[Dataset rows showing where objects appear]
────────
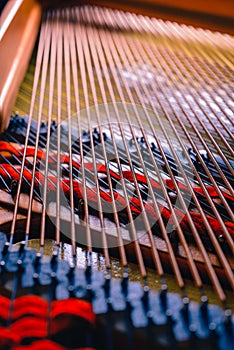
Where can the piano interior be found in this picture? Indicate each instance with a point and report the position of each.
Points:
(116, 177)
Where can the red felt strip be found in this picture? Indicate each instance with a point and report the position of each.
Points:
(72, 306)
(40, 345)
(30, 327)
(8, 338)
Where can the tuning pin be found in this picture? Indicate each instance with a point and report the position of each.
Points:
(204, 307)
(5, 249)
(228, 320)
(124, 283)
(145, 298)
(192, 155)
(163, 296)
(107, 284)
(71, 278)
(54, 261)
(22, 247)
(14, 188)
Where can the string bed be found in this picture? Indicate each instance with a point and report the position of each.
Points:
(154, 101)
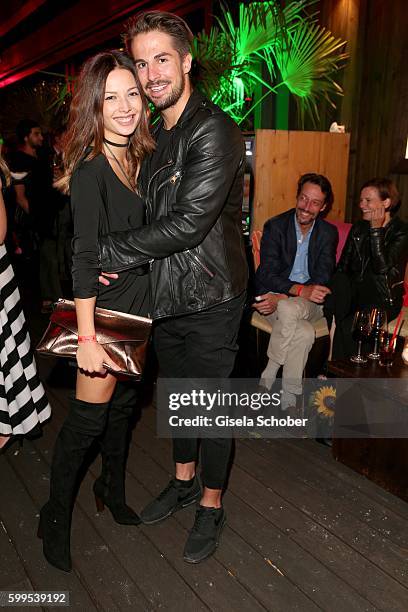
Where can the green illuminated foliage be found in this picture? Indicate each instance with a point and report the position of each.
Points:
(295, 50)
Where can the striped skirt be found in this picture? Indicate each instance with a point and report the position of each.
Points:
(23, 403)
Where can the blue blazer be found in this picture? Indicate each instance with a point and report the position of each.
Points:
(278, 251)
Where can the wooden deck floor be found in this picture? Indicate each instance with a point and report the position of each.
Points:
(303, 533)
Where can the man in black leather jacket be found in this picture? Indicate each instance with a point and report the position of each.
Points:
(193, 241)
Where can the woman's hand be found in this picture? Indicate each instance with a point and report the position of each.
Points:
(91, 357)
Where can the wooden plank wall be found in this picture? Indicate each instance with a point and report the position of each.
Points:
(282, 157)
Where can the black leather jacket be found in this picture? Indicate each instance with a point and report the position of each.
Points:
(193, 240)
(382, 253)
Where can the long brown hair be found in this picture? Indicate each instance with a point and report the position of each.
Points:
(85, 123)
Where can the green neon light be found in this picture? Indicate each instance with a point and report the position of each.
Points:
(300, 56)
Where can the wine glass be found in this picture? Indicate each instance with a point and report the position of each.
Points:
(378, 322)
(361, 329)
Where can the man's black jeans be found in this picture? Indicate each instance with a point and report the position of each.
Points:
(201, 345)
────────
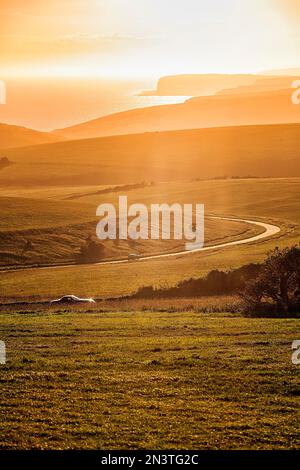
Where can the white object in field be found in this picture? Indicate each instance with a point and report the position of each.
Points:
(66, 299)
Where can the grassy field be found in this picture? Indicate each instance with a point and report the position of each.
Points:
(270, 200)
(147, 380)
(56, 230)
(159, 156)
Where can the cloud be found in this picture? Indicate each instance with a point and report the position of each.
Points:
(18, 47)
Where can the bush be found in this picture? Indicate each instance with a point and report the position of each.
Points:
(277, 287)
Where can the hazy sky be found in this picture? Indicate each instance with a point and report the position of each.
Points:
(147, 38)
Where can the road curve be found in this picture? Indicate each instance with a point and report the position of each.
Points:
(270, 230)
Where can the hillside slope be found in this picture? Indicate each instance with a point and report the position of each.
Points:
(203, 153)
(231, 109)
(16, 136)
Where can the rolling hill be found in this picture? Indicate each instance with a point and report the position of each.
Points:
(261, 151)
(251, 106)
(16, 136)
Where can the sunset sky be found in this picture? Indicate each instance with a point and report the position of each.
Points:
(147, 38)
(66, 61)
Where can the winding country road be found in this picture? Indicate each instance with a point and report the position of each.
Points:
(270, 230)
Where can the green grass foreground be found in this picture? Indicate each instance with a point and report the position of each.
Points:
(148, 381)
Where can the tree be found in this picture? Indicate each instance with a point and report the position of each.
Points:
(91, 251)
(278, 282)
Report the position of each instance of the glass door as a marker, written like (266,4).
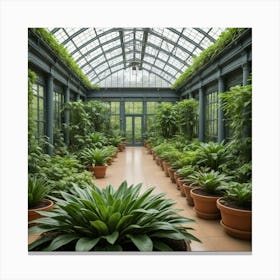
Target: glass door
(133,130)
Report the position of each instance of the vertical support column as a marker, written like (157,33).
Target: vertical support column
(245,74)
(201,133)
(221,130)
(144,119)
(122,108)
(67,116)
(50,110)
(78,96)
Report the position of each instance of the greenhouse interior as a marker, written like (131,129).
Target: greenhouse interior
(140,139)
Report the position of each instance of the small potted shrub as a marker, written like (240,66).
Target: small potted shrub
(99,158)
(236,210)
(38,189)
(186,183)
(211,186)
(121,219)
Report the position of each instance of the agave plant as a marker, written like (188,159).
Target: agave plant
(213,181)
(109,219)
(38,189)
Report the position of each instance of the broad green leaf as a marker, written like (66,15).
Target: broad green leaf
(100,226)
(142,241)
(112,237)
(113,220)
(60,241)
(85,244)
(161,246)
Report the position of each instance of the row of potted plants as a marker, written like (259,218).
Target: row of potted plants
────────
» WHAT YOU WILL DO: Find every line in the rows that contains the word "Target" and copy each one.

» FINISHED EXERCISE:
Target: glass door
Target: vertical support column
Target: greenhouse interior
Target: small potted shrub
Target: agave plant
Target: broad green leaf
Target: row of potted plants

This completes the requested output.